Re: Hot Standby (v9d)

Hannu Krosing <hannu@2ndquadrant.com>

From: Hannu Krosing <hannu@2ndQuadrant.com>
To: Gregory Stark <stark@enterprisedb.com>
Cc: Heikki Linnakangas <heikki.linnakangas@enterprisedb.com>, Tom Lane <tgl@sss.pgh.pa.us>, jd@commandprompt.com, Simon Riggs <simon@2ndQuadrant.com>, Mark Kirkwood <markir@paradise.net.nz>, pgsql-hackers <pgsql-hackers@postgresql.org>
Date: 2009-02-03T14:42:42Z
Lists: pgsql-hackers
On Tue, 2009-02-03 at 13:50 +0000, Gregory Stark wrote:
> Hannu Krosing <hannu@krosing.net> writes:
> 
> > Actually we came up with a solution to this - use filesystem level
> > snapshots (like LVM2+XFS or ZFS), and redirect backends with
> > long-running queries to use fs snapshot mounted to a different
> > mountpoint.
> 
> Uhm, how do you determine which snapshot to direct the backend to? There could
> have been several generations of tuples in that tid since your query started.
> Do you take a snapshot every time there's a vacuum-snapshot conflict and
> record which snapshot goes with that snapshot?

**What you should do:** In the Hot Standby email above, which filesystem-level snapshot options are given as examples?

**Dataset content:**

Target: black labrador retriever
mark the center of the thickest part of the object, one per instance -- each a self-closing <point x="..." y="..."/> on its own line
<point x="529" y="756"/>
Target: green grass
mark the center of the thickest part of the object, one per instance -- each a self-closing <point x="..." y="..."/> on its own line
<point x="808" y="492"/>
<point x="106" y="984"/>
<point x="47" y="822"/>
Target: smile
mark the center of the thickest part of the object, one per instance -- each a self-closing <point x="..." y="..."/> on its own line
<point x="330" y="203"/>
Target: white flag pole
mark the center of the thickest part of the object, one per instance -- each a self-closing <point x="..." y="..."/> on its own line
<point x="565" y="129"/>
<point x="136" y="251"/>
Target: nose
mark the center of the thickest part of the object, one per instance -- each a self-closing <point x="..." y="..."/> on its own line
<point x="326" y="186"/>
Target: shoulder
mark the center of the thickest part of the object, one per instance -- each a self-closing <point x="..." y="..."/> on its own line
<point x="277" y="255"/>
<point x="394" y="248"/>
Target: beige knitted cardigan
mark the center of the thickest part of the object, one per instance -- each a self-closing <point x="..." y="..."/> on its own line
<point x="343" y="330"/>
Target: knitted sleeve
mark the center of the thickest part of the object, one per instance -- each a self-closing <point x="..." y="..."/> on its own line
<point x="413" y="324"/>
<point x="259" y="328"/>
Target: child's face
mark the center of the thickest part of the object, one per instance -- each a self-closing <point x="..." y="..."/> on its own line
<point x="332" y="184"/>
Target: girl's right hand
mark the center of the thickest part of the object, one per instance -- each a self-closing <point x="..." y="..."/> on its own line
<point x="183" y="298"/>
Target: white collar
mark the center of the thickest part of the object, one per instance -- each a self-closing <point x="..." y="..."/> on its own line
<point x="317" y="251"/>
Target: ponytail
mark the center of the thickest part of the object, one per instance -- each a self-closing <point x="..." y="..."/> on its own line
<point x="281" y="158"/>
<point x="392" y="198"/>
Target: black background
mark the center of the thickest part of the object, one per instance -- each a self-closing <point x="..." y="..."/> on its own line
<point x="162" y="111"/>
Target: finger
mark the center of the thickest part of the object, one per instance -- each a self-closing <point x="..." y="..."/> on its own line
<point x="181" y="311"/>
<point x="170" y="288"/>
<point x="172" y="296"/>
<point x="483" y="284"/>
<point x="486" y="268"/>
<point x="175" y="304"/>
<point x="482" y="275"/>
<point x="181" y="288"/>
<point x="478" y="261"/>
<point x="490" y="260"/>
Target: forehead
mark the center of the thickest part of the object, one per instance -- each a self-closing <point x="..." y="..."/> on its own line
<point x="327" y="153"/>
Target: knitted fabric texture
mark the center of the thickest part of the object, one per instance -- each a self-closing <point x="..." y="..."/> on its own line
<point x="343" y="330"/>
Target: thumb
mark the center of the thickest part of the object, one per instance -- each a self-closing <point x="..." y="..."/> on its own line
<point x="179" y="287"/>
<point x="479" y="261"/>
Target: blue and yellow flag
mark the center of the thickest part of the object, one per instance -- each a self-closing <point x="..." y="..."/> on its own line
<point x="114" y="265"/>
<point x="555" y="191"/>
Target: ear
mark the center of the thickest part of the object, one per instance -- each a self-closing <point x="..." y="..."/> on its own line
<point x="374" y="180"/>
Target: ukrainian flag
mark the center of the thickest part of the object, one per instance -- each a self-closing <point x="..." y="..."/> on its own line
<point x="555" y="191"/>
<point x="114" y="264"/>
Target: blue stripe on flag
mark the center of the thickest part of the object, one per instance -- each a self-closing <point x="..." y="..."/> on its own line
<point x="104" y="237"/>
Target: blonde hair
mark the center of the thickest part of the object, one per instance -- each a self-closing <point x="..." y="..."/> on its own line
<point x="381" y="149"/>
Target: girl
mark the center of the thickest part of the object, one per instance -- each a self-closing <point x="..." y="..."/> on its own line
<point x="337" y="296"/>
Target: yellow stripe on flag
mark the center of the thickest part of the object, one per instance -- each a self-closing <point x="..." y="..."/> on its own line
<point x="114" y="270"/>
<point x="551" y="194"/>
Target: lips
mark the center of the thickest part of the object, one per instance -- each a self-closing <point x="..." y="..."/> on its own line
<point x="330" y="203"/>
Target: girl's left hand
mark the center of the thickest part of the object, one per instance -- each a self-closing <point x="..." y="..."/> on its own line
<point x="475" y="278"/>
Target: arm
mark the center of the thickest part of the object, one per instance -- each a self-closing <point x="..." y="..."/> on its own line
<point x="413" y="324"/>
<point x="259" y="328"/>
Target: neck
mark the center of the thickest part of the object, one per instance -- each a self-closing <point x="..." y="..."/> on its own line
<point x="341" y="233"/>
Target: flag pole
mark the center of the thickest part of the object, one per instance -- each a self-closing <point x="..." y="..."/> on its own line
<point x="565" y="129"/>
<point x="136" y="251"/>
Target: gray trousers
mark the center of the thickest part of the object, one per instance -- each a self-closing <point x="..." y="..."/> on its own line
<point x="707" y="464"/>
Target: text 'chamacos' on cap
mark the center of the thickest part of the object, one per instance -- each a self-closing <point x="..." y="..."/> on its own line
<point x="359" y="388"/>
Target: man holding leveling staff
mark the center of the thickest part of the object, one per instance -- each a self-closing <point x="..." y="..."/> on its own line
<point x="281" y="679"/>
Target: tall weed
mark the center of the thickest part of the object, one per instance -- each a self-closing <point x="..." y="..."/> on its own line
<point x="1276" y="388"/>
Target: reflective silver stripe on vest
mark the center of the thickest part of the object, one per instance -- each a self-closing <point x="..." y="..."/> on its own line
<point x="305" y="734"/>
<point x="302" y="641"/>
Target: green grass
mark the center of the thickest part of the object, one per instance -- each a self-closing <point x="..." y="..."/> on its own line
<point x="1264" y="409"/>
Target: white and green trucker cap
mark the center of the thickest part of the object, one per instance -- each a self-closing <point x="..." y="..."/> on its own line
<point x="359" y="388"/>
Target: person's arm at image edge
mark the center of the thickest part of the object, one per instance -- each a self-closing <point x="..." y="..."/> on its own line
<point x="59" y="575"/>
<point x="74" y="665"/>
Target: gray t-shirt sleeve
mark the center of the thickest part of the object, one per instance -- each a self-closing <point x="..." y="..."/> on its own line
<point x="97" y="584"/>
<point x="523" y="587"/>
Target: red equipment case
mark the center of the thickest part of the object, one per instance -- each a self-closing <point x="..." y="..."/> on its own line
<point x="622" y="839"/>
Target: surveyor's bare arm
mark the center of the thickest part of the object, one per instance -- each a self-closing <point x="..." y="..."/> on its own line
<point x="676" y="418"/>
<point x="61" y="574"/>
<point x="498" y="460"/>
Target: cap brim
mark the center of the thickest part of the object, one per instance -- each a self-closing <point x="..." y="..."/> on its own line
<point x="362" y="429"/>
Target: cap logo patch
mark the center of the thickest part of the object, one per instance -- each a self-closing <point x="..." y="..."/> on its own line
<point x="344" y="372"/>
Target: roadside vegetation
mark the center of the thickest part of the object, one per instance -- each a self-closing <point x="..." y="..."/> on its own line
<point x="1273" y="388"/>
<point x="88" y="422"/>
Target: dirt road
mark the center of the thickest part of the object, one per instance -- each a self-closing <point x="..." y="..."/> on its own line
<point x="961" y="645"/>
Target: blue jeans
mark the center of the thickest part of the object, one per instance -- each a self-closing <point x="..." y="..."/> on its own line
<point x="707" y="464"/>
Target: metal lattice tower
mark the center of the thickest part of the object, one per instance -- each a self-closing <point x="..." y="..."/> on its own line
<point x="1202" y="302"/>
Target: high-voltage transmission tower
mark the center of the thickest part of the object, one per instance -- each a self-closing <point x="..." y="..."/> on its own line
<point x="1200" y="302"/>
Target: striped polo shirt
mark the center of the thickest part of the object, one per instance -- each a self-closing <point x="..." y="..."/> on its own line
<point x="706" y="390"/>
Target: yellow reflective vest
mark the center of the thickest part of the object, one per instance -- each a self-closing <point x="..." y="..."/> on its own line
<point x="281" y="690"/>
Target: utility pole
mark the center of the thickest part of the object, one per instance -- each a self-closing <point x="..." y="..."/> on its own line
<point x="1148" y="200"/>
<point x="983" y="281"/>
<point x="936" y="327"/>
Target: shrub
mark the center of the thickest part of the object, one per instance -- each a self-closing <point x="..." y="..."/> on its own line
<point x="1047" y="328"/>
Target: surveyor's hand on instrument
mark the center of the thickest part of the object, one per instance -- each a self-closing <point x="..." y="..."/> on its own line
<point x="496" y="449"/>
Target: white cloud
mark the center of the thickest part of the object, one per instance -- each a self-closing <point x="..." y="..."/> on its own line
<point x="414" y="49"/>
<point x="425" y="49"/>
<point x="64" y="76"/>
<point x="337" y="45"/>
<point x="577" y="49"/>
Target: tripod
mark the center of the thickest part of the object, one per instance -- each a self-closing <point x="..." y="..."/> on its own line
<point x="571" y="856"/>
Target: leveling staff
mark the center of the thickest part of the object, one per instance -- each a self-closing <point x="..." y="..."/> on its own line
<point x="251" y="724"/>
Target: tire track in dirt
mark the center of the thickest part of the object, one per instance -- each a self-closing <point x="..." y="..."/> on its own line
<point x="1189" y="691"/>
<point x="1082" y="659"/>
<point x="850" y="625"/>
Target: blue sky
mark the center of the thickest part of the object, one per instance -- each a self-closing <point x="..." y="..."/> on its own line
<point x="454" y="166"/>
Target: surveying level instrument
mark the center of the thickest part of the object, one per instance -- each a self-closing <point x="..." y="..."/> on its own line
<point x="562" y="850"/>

**Output of the exercise:** LVM2+XFS or ZFS